What you should do: Reproduce the following passage about the album "Double Tubble" word for word, in full.

═════ Text passage ═════

Following on from their debut self-titled release through the ever humble but consistent Melbourne label Hidiotic, the duo of Marcus Rechsteiner (UV Race) and Daniel ‘Tubs’ Twomey (Deaf Wish/Lower Plenty) return with their sophomore LP 'Double Tubble', a collection of 10 tracks showcasing their own strange brand of bedroom pop, new-wave and electronica.
The band formed from the ashes of Luxury, a project with both Marcus and Daniel which ended due to a member relocating overseas during the covid crisis. Initially as a way to keep the momentum going, Hot Tubs Time Machine turned into a regular project. Going from writing the first batch of songs in two and a half weeks for their first show with local punks Blonde Revolver, they’ve gone on to play festival lineups for Wrapped Up 3, Chopped, and become one of Melbourne’s most entertaining live bands.
The new record continues with the same winning formula as the first with Daniel writing and recording all the instrumentals at home, made up of mostly a drum machine, bass, a Yamaha DX21 and even a recorder. They lay the canvas for Marcus to put his distinctive vocal spin on them, picking a topic and telling a story with both conviction and a sense of unpredictability, a skill he’s honed for the past 15 years. Recording all the vocals in a rented booth at the State Library of Victoria, Marcus plucks stories from his own personal life and twists them with a feeling of familiarity.

═════ Material supplied ═════

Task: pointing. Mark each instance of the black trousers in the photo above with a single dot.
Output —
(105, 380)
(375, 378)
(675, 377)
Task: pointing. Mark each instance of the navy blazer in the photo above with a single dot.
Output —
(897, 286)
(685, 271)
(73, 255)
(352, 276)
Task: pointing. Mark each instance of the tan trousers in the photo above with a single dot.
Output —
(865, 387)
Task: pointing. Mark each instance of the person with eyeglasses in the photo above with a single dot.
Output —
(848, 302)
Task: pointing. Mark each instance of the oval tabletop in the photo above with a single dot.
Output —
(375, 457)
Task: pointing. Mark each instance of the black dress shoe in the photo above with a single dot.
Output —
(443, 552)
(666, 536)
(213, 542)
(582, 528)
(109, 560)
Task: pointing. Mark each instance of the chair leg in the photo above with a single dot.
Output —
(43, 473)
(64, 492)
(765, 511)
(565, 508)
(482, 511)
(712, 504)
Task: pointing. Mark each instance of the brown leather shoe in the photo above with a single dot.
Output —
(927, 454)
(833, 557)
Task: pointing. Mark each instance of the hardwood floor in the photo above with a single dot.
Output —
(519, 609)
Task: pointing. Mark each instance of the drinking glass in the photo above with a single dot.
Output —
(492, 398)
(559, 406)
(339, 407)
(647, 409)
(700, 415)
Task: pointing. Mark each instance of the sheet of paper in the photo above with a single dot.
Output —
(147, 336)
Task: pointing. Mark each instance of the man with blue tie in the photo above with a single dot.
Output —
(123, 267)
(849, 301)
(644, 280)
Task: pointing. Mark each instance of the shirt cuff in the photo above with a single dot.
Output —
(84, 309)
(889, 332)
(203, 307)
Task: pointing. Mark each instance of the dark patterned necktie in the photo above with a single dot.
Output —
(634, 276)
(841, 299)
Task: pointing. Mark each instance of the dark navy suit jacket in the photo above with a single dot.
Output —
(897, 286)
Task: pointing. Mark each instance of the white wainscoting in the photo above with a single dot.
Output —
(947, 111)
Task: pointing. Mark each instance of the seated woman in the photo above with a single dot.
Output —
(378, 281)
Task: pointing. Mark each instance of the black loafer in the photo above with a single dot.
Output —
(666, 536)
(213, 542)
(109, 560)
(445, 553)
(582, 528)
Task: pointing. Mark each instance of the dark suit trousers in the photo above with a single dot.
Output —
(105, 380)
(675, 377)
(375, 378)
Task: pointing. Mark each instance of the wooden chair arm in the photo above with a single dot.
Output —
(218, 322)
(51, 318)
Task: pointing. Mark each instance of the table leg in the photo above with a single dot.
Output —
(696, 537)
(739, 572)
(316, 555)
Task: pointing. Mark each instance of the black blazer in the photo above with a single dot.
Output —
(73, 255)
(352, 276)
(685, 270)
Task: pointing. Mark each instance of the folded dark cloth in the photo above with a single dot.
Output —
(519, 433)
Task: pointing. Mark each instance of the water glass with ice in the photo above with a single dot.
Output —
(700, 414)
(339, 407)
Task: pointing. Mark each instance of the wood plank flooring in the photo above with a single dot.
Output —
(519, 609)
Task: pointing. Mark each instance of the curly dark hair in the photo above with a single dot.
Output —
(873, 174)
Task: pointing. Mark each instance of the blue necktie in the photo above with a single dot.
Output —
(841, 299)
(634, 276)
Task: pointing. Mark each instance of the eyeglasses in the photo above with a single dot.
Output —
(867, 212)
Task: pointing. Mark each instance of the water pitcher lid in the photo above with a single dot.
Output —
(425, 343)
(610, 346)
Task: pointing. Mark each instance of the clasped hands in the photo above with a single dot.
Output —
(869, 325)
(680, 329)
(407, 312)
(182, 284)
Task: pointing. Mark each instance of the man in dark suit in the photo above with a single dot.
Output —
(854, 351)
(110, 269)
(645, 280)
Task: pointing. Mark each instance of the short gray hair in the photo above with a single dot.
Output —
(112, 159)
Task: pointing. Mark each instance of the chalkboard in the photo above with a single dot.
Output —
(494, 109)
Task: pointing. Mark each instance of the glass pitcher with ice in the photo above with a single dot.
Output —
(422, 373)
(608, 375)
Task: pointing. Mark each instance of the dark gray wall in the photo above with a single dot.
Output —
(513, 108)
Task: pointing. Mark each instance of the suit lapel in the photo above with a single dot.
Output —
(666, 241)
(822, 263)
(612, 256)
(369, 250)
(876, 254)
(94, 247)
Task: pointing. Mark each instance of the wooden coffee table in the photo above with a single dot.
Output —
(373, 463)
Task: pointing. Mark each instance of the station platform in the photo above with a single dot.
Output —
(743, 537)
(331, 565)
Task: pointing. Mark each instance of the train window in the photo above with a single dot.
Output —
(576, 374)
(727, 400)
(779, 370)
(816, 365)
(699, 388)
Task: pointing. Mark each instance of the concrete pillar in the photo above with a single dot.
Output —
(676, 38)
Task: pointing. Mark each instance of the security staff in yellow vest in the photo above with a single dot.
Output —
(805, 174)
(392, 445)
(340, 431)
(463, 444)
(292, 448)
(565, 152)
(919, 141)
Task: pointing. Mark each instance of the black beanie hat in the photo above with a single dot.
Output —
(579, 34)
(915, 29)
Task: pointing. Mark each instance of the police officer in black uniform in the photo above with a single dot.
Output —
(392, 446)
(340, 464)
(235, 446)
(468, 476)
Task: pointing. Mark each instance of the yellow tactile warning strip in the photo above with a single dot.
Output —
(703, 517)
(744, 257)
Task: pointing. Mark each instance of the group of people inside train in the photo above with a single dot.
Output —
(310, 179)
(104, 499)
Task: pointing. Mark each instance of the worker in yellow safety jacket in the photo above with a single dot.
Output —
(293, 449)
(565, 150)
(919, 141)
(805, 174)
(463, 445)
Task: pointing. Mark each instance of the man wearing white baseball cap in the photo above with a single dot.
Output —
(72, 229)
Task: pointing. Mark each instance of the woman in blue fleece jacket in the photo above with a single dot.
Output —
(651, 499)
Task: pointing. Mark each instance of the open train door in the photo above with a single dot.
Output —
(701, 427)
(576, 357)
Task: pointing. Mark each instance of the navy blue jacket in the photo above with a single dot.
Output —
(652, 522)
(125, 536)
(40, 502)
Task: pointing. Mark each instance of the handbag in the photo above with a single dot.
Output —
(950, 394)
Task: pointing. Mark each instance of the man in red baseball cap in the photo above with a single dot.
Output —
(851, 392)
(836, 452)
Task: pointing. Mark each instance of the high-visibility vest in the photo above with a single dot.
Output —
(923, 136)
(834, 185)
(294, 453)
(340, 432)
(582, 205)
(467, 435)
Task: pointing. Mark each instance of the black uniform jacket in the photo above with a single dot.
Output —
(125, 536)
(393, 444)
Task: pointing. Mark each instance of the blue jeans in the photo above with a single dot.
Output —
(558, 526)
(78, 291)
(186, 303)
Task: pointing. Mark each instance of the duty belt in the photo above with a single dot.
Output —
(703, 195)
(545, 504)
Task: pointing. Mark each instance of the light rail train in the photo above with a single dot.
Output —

═════

Answer for this exercise:
Following on from their debut self-titled release through the ever humble but consistent Melbourne label Hidiotic, the duo of Marcus Rechsteiner (UV Race) and Daniel ‘Tubs’ Twomey (Deaf Wish/Lower Plenty) return with their sophomore LP 'Double Tubble', a collection of 10 tracks showcasing their own strange brand of bedroom pop, new-wave and electronica.
The band formed from the ashes of Luxury, a project with both Marcus and Daniel which ended due to a member relocating overseas during the covid crisis. Initially as a way to keep the momentum going, Hot Tubs Time Machine turned into a regular project. Going from writing the first batch of songs in two and a half weeks for their first show with local punks Blonde Revolver, they’ve gone on to play festival lineups for Wrapped Up 3, Chopped, and become one of Melbourne’s most entertaining live bands.
The new record continues with the same winning formula as the first with Daniel writing and recording all the instrumentals at home, made up of mostly a drum machine, bass, a Yamaha DX21 and even a recorder. They lay the canvas for Marcus to put his distinctive vocal spin on them, picking a topic and telling a story with both conviction and a sense of unpredictability, a skill he’s honed for the past 15 years. Recording all the vocals in a rented booth at the State Library of Victoria, Marcus plucks stories from his own personal life and twists them with a feeling of familiarity.